• [Task statement]: Reproduce verbatim the items from their first line through the line containing "box: [197, 94, 207, 143]", both ends included.
════════
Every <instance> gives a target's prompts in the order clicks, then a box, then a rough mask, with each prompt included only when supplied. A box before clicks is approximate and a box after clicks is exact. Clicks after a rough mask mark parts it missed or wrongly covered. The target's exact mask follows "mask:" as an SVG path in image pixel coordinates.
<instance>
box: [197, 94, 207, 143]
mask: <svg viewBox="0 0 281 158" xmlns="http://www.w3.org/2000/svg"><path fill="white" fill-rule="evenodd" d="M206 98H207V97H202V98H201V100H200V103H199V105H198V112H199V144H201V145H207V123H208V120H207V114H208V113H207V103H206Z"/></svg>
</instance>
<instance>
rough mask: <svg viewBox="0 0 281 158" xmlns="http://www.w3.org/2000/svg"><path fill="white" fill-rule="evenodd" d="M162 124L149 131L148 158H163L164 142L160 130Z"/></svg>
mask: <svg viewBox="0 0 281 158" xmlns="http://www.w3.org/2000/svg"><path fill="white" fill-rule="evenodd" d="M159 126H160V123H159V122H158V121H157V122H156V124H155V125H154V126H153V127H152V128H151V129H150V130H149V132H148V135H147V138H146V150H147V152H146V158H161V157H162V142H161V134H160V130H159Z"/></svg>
════════
• [Answer space]:
Every <instance> gives a target's prompts in the order clicks, then a box, then a rough mask, with each prompt included only when supplied. A box before clicks is approximate and a box after clicks is exact. Clicks after a rough mask mark parts it missed or wrongly covered. The target's exact mask follows "mask:" as an SVG path in image pixel coordinates.
<instance>
box: [197, 94, 207, 143]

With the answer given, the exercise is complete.